__Given request__
Repeat the material exactly, every line of it.

▼

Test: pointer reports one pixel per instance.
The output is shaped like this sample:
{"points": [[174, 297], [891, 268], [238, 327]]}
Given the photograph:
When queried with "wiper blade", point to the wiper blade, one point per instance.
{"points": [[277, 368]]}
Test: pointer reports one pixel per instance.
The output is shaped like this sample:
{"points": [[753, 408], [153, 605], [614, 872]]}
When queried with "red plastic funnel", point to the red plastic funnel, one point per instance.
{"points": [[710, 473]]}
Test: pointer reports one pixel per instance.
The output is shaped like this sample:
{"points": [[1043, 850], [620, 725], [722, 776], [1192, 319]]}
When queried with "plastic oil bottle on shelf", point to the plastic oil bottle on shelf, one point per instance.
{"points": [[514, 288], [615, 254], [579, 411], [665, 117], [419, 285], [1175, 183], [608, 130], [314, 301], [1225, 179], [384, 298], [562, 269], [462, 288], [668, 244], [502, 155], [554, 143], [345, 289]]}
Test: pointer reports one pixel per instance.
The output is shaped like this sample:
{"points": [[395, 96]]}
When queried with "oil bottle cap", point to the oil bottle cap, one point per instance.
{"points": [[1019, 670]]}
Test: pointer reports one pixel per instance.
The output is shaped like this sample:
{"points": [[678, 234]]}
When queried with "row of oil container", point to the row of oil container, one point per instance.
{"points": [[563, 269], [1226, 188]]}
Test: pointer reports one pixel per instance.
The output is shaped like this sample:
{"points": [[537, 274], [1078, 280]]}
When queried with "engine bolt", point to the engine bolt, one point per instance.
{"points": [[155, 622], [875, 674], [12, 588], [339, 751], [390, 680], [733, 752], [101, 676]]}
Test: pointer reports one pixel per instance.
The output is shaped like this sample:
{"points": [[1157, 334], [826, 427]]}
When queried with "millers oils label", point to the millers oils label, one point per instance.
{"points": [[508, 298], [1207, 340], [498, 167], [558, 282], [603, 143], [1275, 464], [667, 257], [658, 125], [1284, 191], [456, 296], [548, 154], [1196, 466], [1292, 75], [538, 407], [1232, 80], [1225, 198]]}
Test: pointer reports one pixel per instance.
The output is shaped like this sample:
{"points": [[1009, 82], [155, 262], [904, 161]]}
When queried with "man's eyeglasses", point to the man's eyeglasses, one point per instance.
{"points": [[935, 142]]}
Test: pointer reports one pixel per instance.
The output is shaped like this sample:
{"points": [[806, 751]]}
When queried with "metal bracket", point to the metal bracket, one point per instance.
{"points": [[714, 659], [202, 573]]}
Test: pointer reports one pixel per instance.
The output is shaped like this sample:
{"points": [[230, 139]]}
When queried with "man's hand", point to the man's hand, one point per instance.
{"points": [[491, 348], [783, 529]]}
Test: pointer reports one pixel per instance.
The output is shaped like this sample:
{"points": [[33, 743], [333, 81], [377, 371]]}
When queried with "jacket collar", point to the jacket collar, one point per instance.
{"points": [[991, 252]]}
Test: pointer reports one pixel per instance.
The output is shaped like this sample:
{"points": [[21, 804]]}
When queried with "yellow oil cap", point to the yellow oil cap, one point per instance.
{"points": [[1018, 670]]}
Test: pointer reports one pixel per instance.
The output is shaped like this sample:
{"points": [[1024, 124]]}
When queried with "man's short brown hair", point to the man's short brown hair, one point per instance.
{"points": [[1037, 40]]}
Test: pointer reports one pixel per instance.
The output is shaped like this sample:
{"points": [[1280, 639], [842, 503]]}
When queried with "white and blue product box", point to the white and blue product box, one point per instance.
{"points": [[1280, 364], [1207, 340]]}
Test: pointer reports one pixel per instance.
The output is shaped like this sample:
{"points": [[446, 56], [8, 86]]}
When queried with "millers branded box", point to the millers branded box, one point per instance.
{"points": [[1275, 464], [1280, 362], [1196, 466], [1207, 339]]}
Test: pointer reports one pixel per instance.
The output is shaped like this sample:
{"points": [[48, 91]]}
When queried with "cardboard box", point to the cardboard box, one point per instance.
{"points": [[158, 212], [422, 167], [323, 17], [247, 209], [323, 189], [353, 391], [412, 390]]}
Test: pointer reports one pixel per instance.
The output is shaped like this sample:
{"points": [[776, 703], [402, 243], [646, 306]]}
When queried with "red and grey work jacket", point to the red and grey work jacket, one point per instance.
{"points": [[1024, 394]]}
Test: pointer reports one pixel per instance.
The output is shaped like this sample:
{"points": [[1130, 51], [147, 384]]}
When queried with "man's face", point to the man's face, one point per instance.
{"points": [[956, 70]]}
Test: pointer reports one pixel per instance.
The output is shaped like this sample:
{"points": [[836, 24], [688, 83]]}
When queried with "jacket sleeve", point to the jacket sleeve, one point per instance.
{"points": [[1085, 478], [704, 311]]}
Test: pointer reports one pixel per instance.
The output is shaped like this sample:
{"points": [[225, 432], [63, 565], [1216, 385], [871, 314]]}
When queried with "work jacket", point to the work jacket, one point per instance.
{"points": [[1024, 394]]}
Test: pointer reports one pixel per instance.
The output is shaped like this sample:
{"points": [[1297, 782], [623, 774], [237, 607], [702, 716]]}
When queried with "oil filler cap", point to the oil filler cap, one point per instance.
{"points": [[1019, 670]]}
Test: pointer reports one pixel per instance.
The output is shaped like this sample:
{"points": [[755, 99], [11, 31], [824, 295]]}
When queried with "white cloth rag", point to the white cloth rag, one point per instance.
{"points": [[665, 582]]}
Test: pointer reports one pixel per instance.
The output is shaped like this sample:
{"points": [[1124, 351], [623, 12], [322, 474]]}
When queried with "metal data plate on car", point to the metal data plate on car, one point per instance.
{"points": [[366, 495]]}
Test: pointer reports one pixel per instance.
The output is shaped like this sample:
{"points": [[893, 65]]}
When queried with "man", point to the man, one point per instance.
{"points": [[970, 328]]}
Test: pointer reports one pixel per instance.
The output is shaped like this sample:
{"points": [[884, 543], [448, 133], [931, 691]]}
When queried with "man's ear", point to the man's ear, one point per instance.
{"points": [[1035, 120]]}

▲

__Solution to this task__
Test: pointer reports one pixel per instance.
The output is shaped like this sample:
{"points": [[174, 297], [891, 268], [238, 327]]}
Given the photograph:
When queried with "wiper blade", point to the wiper blade, one point per instance.
{"points": [[277, 368]]}
Test: pointer reports one pixel per instance.
The output is shaped like this sample:
{"points": [[753, 408], [153, 605], [614, 872]]}
When queried with "red plastic funnel", point to the red plastic funnel, one point per instance.
{"points": [[710, 473]]}
Test: pointer reports one pixel per instance.
The output is shaped like this sample:
{"points": [[1043, 850], [620, 725], [722, 776], [1192, 319]]}
When queried with "plastic oil bottle on shelf", point to the plastic oil bottle on shelf, one point per instance.
{"points": [[514, 288], [615, 254], [579, 411], [665, 117], [419, 285], [1175, 183], [608, 130], [314, 301], [1225, 179], [384, 298], [562, 269], [462, 288], [668, 244], [502, 155], [554, 143], [345, 289]]}
Test: pointer reports one pixel per instance.
The output is shaped like this sample:
{"points": [[395, 96]]}
When queried with "oil bottle cap", point to the oil bottle cap, one point per instance.
{"points": [[1019, 670]]}
Test: pointer reports one pixel per instance.
The output is shaped like this sample:
{"points": [[678, 234]]}
When queried with "row of oil container", point to the row of oil container, one point per instance.
{"points": [[563, 269], [1226, 188]]}
Test: pointer reports one pixel per instance.
The output is shaped like this sample:
{"points": [[537, 274], [1078, 280]]}
When queried with "engine bolt", point to the engine bolt, one point per instance.
{"points": [[155, 622], [875, 674], [12, 588], [339, 751], [390, 680], [733, 752], [101, 676]]}
Test: pointer reports one pixel per instance.
The output is shaped like this sample:
{"points": [[1157, 334], [826, 427]]}
When queried with "millers oils label", point to the millers oils label, one point per instance.
{"points": [[508, 298], [1207, 340], [498, 167], [558, 282], [603, 143], [1275, 464], [667, 257], [658, 125], [1284, 191], [456, 296], [548, 154], [1196, 466], [1292, 75], [538, 407], [1232, 80], [1225, 198]]}
Test: pointer reports one pixel per instance.
The output is shaped like this sample:
{"points": [[1009, 82], [155, 262], [904, 161]]}
When queried with "man's eyeglasses", point to the man's eyeglasses, one point per instance.
{"points": [[935, 142]]}
Test: pointer reports one pixel per instance.
The output is shaped like this sample:
{"points": [[806, 751]]}
When queried with "metal bracket", point to the metal bracket, one point per instance.
{"points": [[714, 659], [202, 573]]}
Test: pointer reports one pixel per instance.
The output is shaped like this sample:
{"points": [[230, 139]]}
When queried with "man's hand", point to the man's hand, one point per instance.
{"points": [[491, 348], [783, 529]]}
Test: pointer reports one pixel per instance.
The output is shaped like this sample:
{"points": [[33, 743], [333, 81], [377, 371]]}
When queried with "jacket collar", point to the jacket collar, one point per instance.
{"points": [[991, 252]]}
Test: pointer reports one pixel per instance.
The output is shaped like this sample:
{"points": [[21, 804]]}
When queried with "yellow oil cap", point to the yellow oil cap, one point per instance.
{"points": [[1018, 670]]}
Test: pointer reports one pixel per instance.
The output is shaped like this sample:
{"points": [[1024, 124]]}
When queried with "man's short brown hair", point to the man's short brown hair, one point per instance.
{"points": [[1037, 40]]}
Test: pointer reports one pixel per instance.
The output is shaped like this sample:
{"points": [[1280, 639], [842, 503]]}
When queried with "white and blue product box", point to the white and blue product box, one point per instance.
{"points": [[1280, 364], [1207, 340]]}
Test: pointer reports one pixel per instance.
The output is shaped like this sample:
{"points": [[446, 56], [8, 86]]}
When queried with "millers branded box", point to the millers branded box, one point per instance.
{"points": [[1275, 464], [1280, 362], [1196, 466], [1207, 339]]}
Test: pointer reports one pixel per instance.
The output is shaped like this sample:
{"points": [[48, 91]]}
When queried with "cardboard box", point to the cardboard box, one point per instance.
{"points": [[158, 212], [422, 167], [323, 17], [247, 209], [323, 189], [353, 391], [412, 390]]}
Test: pointer reports one pixel per instance.
The output is shaped like this sample:
{"points": [[776, 703], [402, 243], [646, 306]]}
When queried with "red and grey work jacket", point to the red and grey work jacket, one point per instance.
{"points": [[1024, 394]]}
Test: pointer reports one pixel per instance.
The output is shaped like this sample:
{"points": [[1130, 51], [147, 384]]}
When queried with "man's face", point to the man's face, one point per instance.
{"points": [[956, 70]]}
Test: pointer reports one pixel per instance.
The output is shaped like this sample:
{"points": [[836, 24], [688, 83]]}
When queried with "jacket sleeve", point to the jacket sleeve, one point per instance.
{"points": [[1085, 478], [704, 311]]}
Test: pointer reports one pixel per instance.
The output is shaped like this sample:
{"points": [[225, 432], [63, 565], [1216, 385], [871, 314]]}
When queried with "work jacket", point to the work jacket, one point per instance.
{"points": [[1024, 394]]}
Test: pointer reports one pixel per instance.
The output is shaped like this sample:
{"points": [[1297, 782], [623, 774], [237, 607], [702, 716]]}
When queried with "oil filler cap", point to the oil filler cap, one point per instance.
{"points": [[1019, 670]]}
Test: pointer reports one pixel per instance.
The output is shaped like this sample:
{"points": [[755, 99], [11, 31], [824, 295]]}
When queried with "white cloth rag", point to the white cloth rag, one point per instance.
{"points": [[665, 582]]}
Test: pointer reports one pixel per instance.
The output is shaped like this sample:
{"points": [[1124, 351], [623, 12], [322, 474]]}
When queried with "metal data plate on car", point to the metal data plate on car, one point per instance.
{"points": [[366, 495]]}
Test: pointer reports one pixel per instance.
The output is shaped like this sample:
{"points": [[893, 65]]}
When queried with "man", point to the man, one point per instance.
{"points": [[970, 328]]}
Test: pointer reports one pixel per instance.
The output is shaped like this sample:
{"points": [[884, 543], [448, 133], [931, 691]]}
When queried with "man's ear", point to the man's ear, one point per instance.
{"points": [[1035, 120]]}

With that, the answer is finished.